Make an exact copy of the records, with the images left out.

_ _ _ _

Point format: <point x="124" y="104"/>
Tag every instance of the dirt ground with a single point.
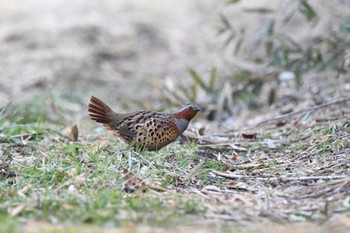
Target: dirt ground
<point x="126" y="52"/>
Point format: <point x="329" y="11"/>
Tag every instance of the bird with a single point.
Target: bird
<point x="144" y="130"/>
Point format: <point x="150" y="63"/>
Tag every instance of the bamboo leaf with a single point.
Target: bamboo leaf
<point x="198" y="79"/>
<point x="212" y="78"/>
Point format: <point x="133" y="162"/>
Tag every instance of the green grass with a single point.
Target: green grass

_ _ _ _

→ Written response:
Point format: <point x="124" y="104"/>
Tag every instance of the dirt ground with a single point.
Target: dirt ground
<point x="126" y="52"/>
Point format: <point x="329" y="11"/>
Tag every instance of the bird with a single point.
Target: bird
<point x="144" y="130"/>
Point format: <point x="150" y="63"/>
Tag every instance of the bamboo leaf with a single point.
Target: bamboo leaf
<point x="198" y="79"/>
<point x="212" y="78"/>
Point format: <point x="133" y="162"/>
Tag every instance of the green grass with a single point.
Target: green grass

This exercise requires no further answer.